Written instruction 1:
Could you copy the passage on the Sarbanes-Oxley Act word for word, starting at "2. Do the benefits" and ending at "justify the cost?"?
>> BEGIN Selected excerpt
On July 30, 2002, President Bush signed into law the Sarbanes-Oxley Act of 2002 (SoX), which he characterized as "the most far reaching reforms of American business practices since the time of Franklin Delano Roosevelt." The Act mandated a number of reforms to enhance corporate responsibility, enhance financial disclosures and combat corporate and accounting fraud, and created the "Public Company Accounting Oversight Board," also known as the PCAOB, to oversee the activities of the auditing profession. In particular, Sarbanes Oxley regulation instituted new internal control requirements under section 404 which requires companies to issue a report accompanying the financial statements stating that management is responsible for establishing and maintaining an adequate internal control system. The report must contain management's assessment of the company's internal controls, attest to their accuracy, and report significant weaknesses or material noncompliance. Section 404 of this legislation also happens to be the most controversial section because it is responsible for the majority of the costs businesses have incurred to implement SoX.

Please provide your thoughts to the following questions. As this is meant to facilitate class discussion, please explain / justify whichever position you choose.

1. Did the main benefits of SoX, gains in shareholder confidence that increased equity market participation and liquidity - justify these costs?

2. Do the benefits for corporate governance - increased oversight from board of directors, an increase in the reliability of internal controls and increased power given to audit committees - help to justify the cost?

3. Given what we now know about the 2009 financial crisis and the vast impact to the capital markets, did the Sarbanes Oxley Act go far enough?
>> END Selected excerpt
>> BEGIN Record excerpts
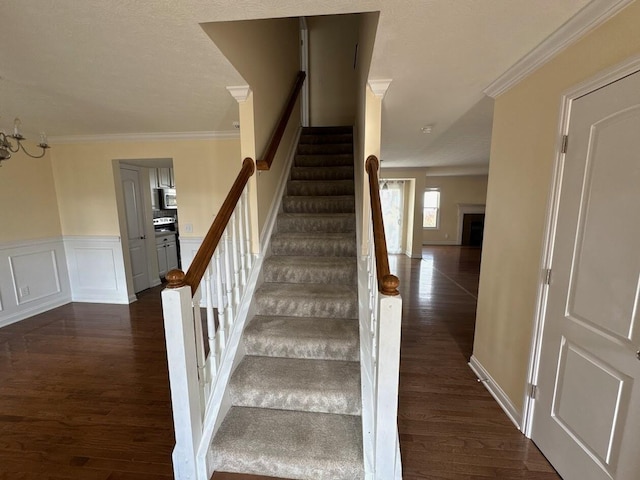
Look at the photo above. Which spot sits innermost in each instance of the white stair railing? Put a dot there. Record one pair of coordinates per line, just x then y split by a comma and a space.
380, 344
215, 284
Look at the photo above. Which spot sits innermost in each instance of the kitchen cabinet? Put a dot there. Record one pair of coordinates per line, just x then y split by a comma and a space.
162, 178
167, 250
165, 178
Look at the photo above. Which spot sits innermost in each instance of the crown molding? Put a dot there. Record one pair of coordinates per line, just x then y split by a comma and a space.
586, 20
143, 137
379, 87
240, 92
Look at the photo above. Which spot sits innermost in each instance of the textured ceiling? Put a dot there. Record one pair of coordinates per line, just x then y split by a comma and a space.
96, 67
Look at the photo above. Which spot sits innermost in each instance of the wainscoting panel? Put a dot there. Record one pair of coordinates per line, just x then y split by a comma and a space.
33, 278
96, 270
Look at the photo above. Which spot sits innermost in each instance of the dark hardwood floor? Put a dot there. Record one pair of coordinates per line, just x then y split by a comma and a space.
84, 388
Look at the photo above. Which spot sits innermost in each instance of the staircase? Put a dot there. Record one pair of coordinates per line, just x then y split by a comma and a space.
296, 394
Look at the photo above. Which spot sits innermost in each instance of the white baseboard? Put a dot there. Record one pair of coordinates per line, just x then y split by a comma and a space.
496, 392
96, 270
33, 278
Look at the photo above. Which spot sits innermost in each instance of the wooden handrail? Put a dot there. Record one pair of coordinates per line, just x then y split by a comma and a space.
274, 143
387, 283
177, 278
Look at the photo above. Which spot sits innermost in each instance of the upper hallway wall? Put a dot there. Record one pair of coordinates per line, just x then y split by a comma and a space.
525, 132
28, 197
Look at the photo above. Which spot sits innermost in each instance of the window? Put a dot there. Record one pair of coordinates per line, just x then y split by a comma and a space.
431, 209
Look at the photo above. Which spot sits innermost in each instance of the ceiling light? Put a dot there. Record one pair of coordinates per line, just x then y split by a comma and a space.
7, 147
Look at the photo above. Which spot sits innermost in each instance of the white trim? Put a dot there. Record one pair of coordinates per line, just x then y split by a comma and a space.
96, 269
240, 92
379, 87
605, 77
464, 208
586, 20
144, 137
39, 265
496, 392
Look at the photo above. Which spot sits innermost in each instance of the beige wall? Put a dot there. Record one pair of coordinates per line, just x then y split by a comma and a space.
333, 78
455, 190
525, 132
204, 171
266, 53
28, 196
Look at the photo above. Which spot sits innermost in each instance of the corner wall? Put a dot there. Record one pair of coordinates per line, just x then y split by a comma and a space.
525, 132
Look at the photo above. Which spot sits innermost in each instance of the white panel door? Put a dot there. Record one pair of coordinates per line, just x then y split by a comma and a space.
587, 411
135, 228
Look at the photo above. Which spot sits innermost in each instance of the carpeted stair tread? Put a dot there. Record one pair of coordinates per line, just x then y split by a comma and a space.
289, 444
329, 187
333, 130
310, 138
329, 148
307, 300
319, 204
314, 244
304, 337
322, 173
316, 222
336, 160
328, 386
304, 269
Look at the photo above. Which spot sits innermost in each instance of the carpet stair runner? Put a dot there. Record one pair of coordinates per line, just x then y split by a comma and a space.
296, 394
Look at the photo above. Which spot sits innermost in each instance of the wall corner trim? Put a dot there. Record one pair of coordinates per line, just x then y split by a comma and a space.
496, 392
379, 87
240, 92
589, 18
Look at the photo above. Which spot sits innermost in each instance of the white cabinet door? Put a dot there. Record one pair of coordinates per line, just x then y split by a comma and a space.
587, 411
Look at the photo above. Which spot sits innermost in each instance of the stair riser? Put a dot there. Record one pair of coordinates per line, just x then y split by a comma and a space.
331, 204
313, 223
325, 149
345, 275
319, 174
326, 130
318, 247
293, 306
302, 188
307, 139
323, 161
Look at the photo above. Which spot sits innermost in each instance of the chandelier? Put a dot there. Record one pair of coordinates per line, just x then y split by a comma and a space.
7, 146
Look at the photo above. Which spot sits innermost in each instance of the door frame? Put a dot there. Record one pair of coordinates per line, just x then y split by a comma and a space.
600, 80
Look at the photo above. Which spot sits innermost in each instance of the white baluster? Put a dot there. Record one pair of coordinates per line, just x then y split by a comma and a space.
211, 324
247, 226
228, 277
200, 356
241, 242
236, 260
222, 331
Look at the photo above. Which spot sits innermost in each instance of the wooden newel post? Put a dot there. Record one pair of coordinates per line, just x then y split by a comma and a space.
175, 279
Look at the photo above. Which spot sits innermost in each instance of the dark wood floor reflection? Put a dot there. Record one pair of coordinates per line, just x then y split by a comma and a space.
84, 394
84, 388
450, 427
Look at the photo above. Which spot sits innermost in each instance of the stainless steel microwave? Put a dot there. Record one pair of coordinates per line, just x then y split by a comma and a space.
168, 198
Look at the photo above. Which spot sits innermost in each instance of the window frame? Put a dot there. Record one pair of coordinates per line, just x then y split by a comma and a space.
439, 198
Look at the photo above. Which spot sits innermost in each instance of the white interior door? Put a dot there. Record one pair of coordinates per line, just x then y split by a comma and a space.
587, 410
135, 228
392, 203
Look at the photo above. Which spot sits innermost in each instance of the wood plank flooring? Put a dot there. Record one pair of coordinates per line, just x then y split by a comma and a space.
84, 389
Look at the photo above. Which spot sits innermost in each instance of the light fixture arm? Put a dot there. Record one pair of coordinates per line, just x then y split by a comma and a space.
7, 147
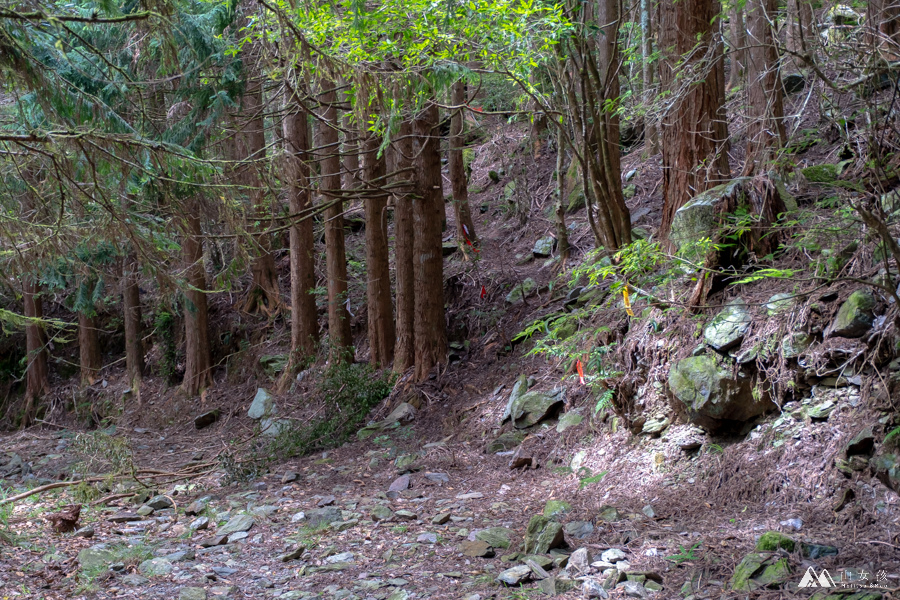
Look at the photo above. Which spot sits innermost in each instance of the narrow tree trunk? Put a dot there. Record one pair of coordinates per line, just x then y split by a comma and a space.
198, 367
264, 293
403, 152
562, 232
304, 316
37, 381
465, 229
694, 131
88, 349
799, 31
430, 325
765, 131
378, 275
738, 44
134, 347
335, 252
651, 132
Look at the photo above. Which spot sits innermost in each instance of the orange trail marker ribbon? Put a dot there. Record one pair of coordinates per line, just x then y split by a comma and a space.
627, 302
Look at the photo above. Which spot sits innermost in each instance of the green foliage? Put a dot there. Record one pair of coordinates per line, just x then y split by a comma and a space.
349, 391
685, 554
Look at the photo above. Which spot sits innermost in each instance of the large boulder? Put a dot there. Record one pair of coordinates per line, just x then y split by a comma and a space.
855, 317
532, 407
699, 218
729, 327
263, 405
712, 396
542, 535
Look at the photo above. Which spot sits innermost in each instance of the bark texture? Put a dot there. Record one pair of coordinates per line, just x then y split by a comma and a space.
37, 381
197, 362
430, 326
459, 181
335, 250
378, 275
134, 347
694, 131
765, 131
88, 349
402, 153
304, 315
264, 293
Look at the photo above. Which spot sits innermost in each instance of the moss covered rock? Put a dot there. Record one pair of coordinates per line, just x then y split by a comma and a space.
855, 317
771, 541
729, 327
542, 535
712, 396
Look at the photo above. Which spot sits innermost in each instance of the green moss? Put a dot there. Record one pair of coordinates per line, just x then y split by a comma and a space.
771, 541
821, 173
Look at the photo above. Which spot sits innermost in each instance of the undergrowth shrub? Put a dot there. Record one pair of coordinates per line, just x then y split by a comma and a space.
347, 392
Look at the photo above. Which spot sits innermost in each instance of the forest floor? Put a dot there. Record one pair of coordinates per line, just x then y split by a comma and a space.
678, 511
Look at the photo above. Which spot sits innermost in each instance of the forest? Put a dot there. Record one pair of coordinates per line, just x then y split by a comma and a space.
406, 299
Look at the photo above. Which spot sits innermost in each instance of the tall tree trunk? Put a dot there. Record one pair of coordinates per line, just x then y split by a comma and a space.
134, 346
430, 325
738, 43
765, 131
198, 366
562, 232
694, 131
37, 381
88, 349
402, 152
264, 294
378, 274
799, 31
335, 253
651, 132
465, 229
304, 316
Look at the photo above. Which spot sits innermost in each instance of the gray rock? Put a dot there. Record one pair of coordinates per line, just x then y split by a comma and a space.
399, 484
275, 427
542, 535
780, 303
633, 589
729, 327
496, 537
96, 557
544, 247
160, 503
580, 561
237, 523
263, 405
613, 555
205, 420
855, 317
522, 291
323, 516
591, 588
379, 512
532, 407
515, 575
192, 594
579, 530
155, 567
711, 395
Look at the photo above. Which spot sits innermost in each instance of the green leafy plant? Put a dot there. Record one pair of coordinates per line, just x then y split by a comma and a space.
685, 554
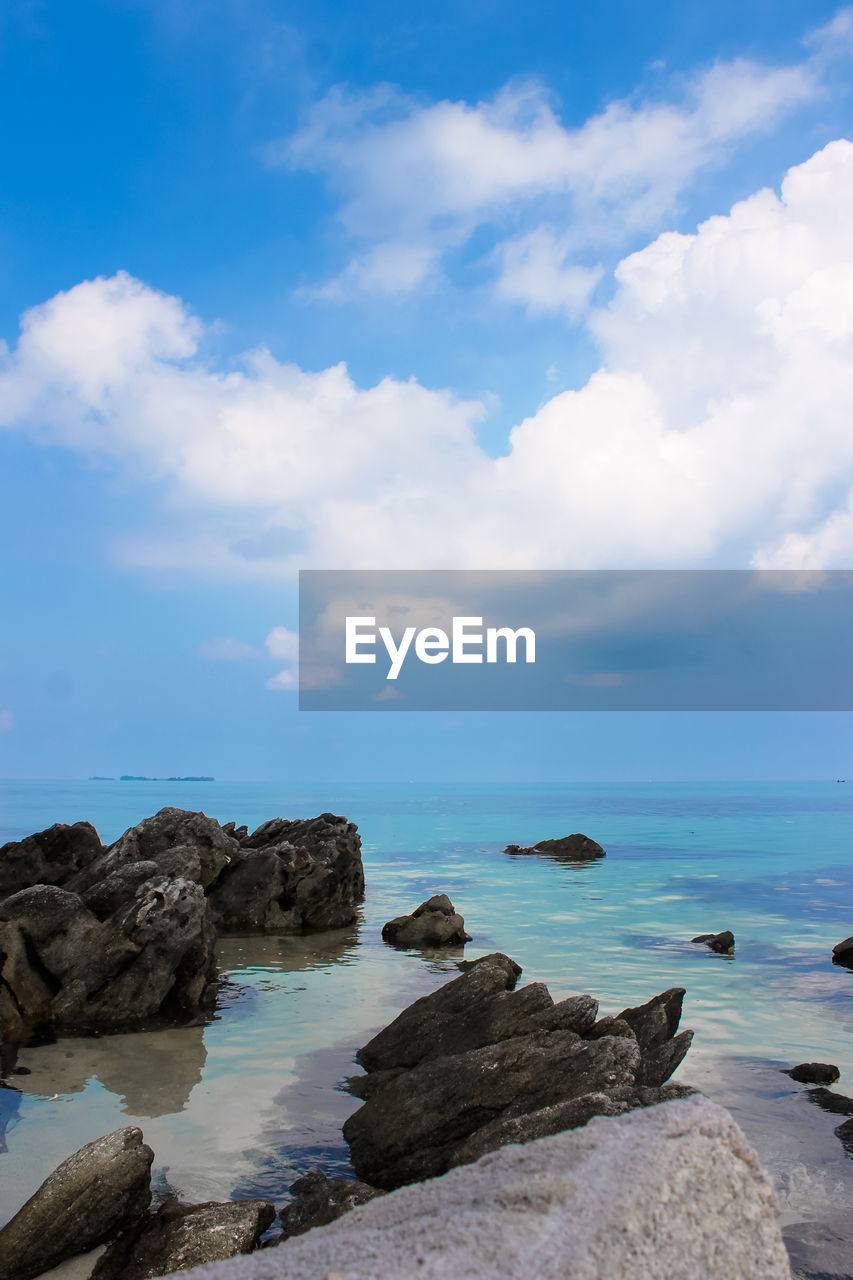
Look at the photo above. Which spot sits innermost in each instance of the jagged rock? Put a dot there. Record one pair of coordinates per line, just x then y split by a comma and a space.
674, 1191
570, 849
655, 1025
185, 1235
48, 856
320, 1200
436, 923
478, 1064
100, 1189
815, 1073
123, 937
721, 942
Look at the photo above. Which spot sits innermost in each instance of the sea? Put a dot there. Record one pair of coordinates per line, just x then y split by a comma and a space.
252, 1100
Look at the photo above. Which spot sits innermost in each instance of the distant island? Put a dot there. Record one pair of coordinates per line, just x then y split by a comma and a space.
135, 777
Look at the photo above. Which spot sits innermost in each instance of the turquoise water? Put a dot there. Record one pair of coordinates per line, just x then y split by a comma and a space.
>> END Record excerpts
Written instruction 2:
Which lines in the rows above contain the word "green"? Find each one and copy it in full.

Exercise solution 1:
2. Do the benefits for corporate governance - increased oversight from board of directors, an increase in the reliability of internal controls and increased power given to audit committees - help to justify the cost?

Exercise solution 2:
Look at the photo above. Which spot sits innermost in each instance of the green foliage? Put a dot there. Record one pair of coordinates per line, just x then y split by a comma and a space.
Look at the photo above. Which spot sits innermost in each instance of the green moss? Put a dot there. Record one pair of coordinates per line, just x then y split by a comma and a space.
Look at the photo above. Which spot sits innermost in each instance of the green leafy plant? Put a dot there. Record one pair of coordinates per line, just x then y split by a comma and a space.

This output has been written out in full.